【シュールリアルな停戦会議】

週末にスイスのビュルゲンシュトックで開催されたウクライナ平和サミットについて、ロシアの元大統領のメドヴェージェフは、「純粋なシュールレアリズム」と言ったそうだ。最後に出た共同声明の内容を見ると、確かにそうとしか思えない。まったく現実とかけ離れた幻想を、ウクライナとそれを支援する国々は抱いていて、それをまだ世界に信じさせようとしているようだ。そのかけ離れ方は、もはや「シュールレアリズム」という言葉がぴったりするくらいだ。

こうした国際会議は、昨年からすでに何回も行われている。ウクライナとロシアの間で起こっている紛争を、ロシア抜きで、ウクライナ側の支援国が主導する形で、その見解を世界中の国々に受け入れさせようというものなのだ。ウクライナが出している停戦案とは、ロシアにすべての責任を押しつけて、無条件降伏させようというような内容で、そこからしてすでに超現実的だ。

一年前から、ウクライナはNATOの武器をいくら送り込んでも、圧倒的に負け続けている状況だ。それなのに、ロシア抜きで、ロシアが無条件降伏するべきだという決議を出そうというのだ。しかも、ロシアに併合された地域では、ロシアによってすでに復興が急ピッチで進んでいて、90%近くの住民が、プーチンを支持しているというのにだ。

アメリカの経済学者のジェフリー・サックスは、ロシアと戦争させるために、アメリカの諜報機関がウクライナを「買った」のだ、と言っていた。買ったというのは、つまり資金を注ぎ込んで、政権を変えさせ、アメリカの傀儡政権にしたということを言っているのだろう。実際、それが10年前に起きたマイダン革命の正体だった。ウクライナの市民が自由化を求めて平和的にデモを行なった、という話になっているけれど、実際には、アメリカ政府が日当を出してやらせたデモだった。やはりお金で雇ったテロリストたちが、議会を乗っ取って、暴力的に政権を交替した。

そうやって乗っ取られた政権が、10年前からロシアと関係が深いウクライナ東部で、住民を虐殺し始めたのだ。これもすべては、ロシアを戦争に引き込むための策だった。これは、アメリカのシンクタンク、ランド研究所の公開されているレポートで推奨していたことだから、単なる憶測の類ではない。

2022年2月にロシアが内戦状態のウクライナに軍事介入したとき、アメリカのメディアでは、そろって「ロシアは挑発されずに(unprovoked)侵攻した」と言う言葉を一日に26回も言っていた、とジェフリー・サックスは言っていた。これも、アメリカの諜報機関がいつも使う手だ。同じフレーズをいろんなメディアで何回も繰り返していると、多くの人はそれをそのまま信じてしまうという心理を使っている。

| 課題 |
(1) 本文で筆者は、ロシアを戦争に引き込むための策について「単なる憶測の類ではない」と述べている。その理由を本文に即して説明せよ。
(2) 下のデータの行のうち、「Annotate the white exterior」を含む行から始まってデータの最後までの範囲を、依頼ごとに1行の2列CSVに整形せよ。列名は「依頼文」と「回答」とし、どちらの値も改行を空白に置き換えて、1つの引用符付きフィールドに入れること。

| 提示データ |
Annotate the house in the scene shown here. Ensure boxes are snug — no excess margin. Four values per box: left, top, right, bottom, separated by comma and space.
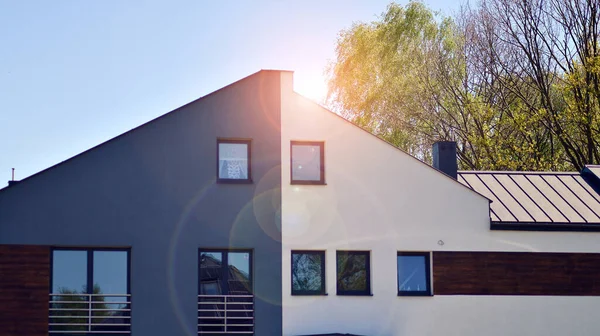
0, 70, 600, 336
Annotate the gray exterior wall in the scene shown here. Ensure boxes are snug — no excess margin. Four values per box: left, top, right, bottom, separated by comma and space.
0, 71, 282, 336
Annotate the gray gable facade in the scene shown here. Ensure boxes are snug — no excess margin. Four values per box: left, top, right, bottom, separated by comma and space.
0, 71, 282, 336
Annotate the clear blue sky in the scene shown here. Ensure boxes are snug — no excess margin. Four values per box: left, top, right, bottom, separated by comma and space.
0, 0, 459, 187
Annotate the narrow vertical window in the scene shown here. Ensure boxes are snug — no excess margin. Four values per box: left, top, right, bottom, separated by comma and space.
292, 251, 325, 295
397, 252, 431, 296
291, 141, 325, 184
336, 251, 371, 295
217, 139, 252, 183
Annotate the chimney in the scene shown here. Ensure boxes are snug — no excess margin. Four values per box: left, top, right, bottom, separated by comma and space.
432, 141, 458, 180
8, 168, 21, 187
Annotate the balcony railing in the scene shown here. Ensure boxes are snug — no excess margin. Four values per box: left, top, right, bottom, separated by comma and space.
48, 293, 131, 335
198, 295, 254, 335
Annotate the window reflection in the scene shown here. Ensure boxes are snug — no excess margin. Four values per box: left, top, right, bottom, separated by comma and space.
49, 249, 131, 334
397, 252, 430, 295
292, 251, 325, 294
292, 144, 322, 181
52, 250, 87, 294
200, 252, 223, 295
218, 140, 250, 180
337, 251, 370, 295
200, 251, 252, 295
228, 252, 250, 295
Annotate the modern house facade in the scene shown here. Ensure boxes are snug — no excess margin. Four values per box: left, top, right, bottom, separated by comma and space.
0, 71, 600, 336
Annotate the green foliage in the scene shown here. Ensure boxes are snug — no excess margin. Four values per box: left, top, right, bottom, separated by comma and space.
328, 0, 600, 170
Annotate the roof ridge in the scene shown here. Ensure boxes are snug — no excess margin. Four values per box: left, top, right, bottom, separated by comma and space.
457, 170, 580, 175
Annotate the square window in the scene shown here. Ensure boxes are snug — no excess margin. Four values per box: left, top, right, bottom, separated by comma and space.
198, 249, 254, 335
397, 252, 431, 296
292, 251, 325, 295
291, 141, 325, 184
217, 139, 252, 183
336, 251, 371, 295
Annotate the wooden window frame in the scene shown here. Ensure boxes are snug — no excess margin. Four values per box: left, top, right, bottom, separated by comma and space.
216, 138, 252, 184
290, 140, 326, 185
290, 250, 327, 296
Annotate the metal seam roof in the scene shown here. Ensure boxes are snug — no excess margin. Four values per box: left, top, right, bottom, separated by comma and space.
458, 172, 600, 225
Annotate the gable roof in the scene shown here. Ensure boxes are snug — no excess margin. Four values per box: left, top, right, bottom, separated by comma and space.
458, 171, 600, 231
294, 91, 491, 201
0, 69, 280, 193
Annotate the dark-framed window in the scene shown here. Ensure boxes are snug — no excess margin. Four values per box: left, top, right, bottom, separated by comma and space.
336, 251, 371, 295
198, 249, 254, 335
397, 252, 432, 296
292, 251, 325, 295
49, 248, 131, 335
198, 249, 252, 295
290, 141, 325, 184
217, 138, 252, 183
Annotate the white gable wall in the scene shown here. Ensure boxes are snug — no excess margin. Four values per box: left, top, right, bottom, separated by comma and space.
281, 73, 600, 336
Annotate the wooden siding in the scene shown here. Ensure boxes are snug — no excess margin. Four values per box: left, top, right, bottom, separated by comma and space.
432, 252, 600, 296
0, 245, 50, 336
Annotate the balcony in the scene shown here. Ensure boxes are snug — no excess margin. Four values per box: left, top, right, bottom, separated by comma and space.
198, 295, 254, 335
48, 293, 131, 335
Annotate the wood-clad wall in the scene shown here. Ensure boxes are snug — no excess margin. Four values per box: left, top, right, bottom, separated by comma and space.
432, 252, 600, 296
0, 245, 50, 336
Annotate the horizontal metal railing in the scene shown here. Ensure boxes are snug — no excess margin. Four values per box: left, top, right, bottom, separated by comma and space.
198, 295, 254, 335
48, 293, 131, 334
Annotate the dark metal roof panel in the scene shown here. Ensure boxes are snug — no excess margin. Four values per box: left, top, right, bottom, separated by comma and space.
573, 176, 600, 206
458, 172, 600, 225
462, 174, 517, 221
526, 175, 585, 223
585, 165, 600, 179
479, 174, 533, 222
495, 174, 552, 222
511, 174, 569, 223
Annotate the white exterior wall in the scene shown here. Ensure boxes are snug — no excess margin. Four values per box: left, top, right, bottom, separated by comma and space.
281, 73, 600, 336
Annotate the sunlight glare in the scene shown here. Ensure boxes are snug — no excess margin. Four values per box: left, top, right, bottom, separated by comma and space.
294, 72, 327, 103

| 解答例 |
(1) それが、アメリカのシンクタンクであるランド研究所の公開されているレポートで推奨されていたことだからである。

(2)
依頼文,回答
"Annotate the white exterior wall in the scene shown here. Ensure boxes are snug — no excess margin. Four values per box: left, top, right, bottom, separated by comma and space.","281, 73, 600, 336"
"Annotate the sunlight glare in the scene shown here. Ensure boxes are snug — no excess margin. Four values per box: left, top, right, bottom, separated by comma and space.","294, 72, 327, 103"